━━ Material for the task ━━

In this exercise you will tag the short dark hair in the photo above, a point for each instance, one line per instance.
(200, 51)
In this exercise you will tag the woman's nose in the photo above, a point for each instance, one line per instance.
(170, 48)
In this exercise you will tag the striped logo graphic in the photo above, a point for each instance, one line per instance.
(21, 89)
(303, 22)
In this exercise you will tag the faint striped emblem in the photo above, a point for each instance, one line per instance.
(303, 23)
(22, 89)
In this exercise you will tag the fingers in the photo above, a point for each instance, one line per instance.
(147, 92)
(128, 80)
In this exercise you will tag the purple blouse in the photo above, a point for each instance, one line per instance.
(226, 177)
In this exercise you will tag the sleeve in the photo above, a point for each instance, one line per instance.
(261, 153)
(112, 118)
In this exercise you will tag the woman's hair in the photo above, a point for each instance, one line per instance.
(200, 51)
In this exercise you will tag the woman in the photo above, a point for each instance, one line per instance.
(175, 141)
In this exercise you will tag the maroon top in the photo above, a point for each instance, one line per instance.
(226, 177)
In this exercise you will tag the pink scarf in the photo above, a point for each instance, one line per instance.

━━━

- [The problem] Print the data above word for word, starting at the line that contains "In this exercise you will tag the maroon" and ending at the end of the data.

- [Output of the exercise]
In this exercise you will tag the maroon top in the photo above, a point for each instance, one line per instance.
(226, 177)
In this exercise you will tag the pink scarf in the photo above, a point for each instance, one line per instance.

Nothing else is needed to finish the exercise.